AIM OF THE TASK —
Copy all lines in the material holding the string "output".

DATA RECORDS —

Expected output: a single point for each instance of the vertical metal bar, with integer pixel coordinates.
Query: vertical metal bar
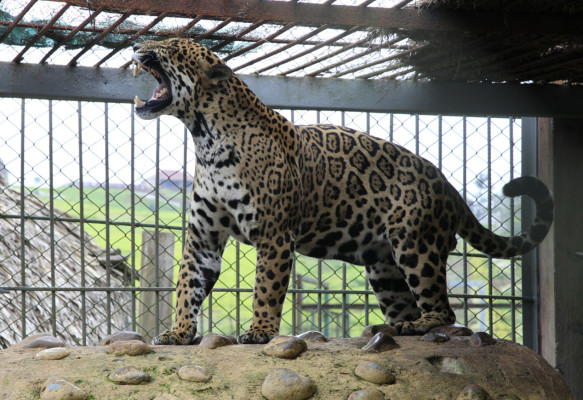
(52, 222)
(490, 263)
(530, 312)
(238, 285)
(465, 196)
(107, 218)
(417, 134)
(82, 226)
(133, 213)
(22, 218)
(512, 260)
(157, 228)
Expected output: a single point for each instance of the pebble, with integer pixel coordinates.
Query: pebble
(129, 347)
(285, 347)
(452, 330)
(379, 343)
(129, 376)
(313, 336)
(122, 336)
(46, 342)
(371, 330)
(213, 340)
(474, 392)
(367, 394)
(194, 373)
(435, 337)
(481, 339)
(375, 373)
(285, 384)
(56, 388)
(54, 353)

==

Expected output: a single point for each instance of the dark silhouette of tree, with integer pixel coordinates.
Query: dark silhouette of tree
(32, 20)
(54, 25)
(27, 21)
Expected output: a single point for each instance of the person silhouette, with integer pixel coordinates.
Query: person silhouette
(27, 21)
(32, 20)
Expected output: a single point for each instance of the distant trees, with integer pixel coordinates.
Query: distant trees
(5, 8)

RESPONSE TO THE EXERCISE —
Expected output: a single point for each instance of the vertical metal bar, with integer pixel coordinates.
Expected output: a single point for each instance of the pebble, with integer pixel coordinates.
Expected output: a single point for each instance of the dark silhouette of tree, with integer pixel coordinates.
Expected output: a single point for each instance of the person silhouette, with integer pixel coordinates.
Expected output: a single point for each instance of the distant trees, with integer pixel coordinates.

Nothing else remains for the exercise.